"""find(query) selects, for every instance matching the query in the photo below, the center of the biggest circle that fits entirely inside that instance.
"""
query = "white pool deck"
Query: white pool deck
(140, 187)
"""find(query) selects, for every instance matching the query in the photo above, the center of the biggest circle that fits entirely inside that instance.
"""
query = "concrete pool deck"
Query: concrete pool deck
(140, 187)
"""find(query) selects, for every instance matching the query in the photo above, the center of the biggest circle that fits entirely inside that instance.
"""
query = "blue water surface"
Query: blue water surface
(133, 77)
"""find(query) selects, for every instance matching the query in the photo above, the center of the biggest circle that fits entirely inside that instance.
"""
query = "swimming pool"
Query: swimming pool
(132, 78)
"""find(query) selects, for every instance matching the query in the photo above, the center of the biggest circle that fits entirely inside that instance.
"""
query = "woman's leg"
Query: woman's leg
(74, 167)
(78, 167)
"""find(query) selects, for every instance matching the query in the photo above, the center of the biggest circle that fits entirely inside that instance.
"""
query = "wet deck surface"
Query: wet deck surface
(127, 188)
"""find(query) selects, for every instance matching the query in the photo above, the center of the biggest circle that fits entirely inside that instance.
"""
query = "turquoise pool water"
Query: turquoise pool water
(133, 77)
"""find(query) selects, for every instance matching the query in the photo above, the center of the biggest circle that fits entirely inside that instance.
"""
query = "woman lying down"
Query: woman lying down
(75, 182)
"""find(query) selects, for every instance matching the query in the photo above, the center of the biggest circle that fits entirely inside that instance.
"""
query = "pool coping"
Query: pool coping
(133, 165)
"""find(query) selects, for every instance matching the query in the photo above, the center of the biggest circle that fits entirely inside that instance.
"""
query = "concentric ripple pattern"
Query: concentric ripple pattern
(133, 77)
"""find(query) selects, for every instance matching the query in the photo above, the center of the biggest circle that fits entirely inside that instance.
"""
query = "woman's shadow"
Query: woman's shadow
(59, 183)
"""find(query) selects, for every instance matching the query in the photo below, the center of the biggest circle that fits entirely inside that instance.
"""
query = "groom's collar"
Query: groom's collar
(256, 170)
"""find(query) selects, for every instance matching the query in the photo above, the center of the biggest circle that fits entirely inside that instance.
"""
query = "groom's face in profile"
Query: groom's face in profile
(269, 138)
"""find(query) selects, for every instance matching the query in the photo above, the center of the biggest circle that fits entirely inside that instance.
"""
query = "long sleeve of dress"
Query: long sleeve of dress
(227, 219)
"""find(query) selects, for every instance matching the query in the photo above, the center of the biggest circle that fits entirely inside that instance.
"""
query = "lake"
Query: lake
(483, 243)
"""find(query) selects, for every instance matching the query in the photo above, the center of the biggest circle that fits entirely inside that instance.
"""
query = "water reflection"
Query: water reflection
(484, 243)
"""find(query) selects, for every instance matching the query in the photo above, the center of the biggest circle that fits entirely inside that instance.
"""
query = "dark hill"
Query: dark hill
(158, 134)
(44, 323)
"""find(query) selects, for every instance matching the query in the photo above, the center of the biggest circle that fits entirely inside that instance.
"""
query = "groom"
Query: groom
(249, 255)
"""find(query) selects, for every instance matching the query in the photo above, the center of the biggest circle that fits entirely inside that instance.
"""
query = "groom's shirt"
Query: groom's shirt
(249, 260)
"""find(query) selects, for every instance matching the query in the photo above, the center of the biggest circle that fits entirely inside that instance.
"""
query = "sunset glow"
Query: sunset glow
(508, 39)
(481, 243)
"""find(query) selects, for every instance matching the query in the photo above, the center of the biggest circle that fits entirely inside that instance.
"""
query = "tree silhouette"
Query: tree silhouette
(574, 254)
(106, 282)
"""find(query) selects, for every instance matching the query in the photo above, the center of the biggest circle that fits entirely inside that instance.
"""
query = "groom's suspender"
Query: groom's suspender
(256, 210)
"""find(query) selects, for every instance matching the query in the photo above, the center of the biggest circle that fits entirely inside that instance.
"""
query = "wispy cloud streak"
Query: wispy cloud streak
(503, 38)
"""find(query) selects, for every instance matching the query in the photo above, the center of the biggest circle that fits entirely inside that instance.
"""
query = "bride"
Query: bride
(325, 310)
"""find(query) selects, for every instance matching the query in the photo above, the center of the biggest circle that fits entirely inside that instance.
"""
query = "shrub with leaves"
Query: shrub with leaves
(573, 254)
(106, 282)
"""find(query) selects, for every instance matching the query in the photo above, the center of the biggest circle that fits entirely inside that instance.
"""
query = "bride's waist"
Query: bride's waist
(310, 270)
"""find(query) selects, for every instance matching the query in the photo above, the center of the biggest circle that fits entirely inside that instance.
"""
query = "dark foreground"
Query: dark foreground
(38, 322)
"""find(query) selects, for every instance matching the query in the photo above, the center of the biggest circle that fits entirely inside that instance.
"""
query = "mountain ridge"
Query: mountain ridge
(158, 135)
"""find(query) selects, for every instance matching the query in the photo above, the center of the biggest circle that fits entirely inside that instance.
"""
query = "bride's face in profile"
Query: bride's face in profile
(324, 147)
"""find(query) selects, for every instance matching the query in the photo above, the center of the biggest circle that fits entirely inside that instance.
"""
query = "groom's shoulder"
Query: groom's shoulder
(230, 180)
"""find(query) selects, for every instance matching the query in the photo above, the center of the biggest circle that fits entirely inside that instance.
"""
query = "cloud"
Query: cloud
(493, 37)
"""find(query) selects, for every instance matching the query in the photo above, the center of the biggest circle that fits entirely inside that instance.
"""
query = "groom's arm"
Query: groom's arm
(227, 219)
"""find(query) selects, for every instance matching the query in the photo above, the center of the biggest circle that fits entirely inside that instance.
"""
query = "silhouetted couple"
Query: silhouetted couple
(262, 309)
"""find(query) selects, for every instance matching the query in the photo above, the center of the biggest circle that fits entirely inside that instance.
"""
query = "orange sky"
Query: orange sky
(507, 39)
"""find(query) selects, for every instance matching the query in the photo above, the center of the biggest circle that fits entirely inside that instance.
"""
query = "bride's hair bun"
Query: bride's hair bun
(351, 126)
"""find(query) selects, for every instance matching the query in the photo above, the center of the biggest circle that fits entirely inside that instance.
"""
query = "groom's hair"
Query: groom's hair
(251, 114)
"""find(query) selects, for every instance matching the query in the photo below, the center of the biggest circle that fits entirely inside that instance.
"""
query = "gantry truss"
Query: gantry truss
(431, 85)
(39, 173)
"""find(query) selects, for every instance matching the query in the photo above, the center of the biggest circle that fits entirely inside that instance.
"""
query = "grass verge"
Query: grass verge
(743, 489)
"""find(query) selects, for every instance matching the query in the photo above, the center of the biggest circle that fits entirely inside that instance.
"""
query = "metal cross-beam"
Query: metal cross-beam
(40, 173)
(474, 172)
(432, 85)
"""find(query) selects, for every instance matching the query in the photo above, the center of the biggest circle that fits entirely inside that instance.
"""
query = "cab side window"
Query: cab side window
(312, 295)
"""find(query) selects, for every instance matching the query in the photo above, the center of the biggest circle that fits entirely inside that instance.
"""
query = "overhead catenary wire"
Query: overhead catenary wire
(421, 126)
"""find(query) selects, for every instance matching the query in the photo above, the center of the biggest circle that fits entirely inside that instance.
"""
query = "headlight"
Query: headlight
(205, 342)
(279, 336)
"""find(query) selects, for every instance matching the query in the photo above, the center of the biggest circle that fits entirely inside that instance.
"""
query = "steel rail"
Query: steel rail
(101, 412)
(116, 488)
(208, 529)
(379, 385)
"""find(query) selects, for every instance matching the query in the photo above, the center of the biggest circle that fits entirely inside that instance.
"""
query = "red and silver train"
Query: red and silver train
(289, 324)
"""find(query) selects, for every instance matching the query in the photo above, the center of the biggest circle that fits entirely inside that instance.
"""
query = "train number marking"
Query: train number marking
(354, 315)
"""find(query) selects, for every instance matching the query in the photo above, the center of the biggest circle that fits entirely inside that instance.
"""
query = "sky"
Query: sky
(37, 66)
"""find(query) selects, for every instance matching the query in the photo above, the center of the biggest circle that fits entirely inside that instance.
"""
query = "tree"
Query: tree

• [What the task requires]: Word for word, restate the line that contains "Query: steel rail" and each line after it, up to and including the last line of the listing; include nothing else.

• [Solution]:
Query: steel rail
(101, 412)
(116, 488)
(208, 529)
(379, 385)
"""find(query) selects, for every instance matching the query in the photo above, the center of the biggest circle that fits entirely inside that instance.
"""
query = "red and silver train"
Query: red and silver train
(289, 324)
"""find(query) selects, for every instance matching the query in the photo above, the center of the biggest circle that fits entirely inside that instance.
"""
query = "train number marking"
Query: train number marking
(354, 315)
"""find(query) selects, for every instance matching the query in the photo above, the center of the biggest circle that fits entirely inside that instance.
"""
query = "sky"
Query: sky
(37, 66)
"""find(query) selects, for every instance matching the query in the photo above, the center of the biggest circle that fits entirely inside that instance.
"""
query = "tree"
Query: tree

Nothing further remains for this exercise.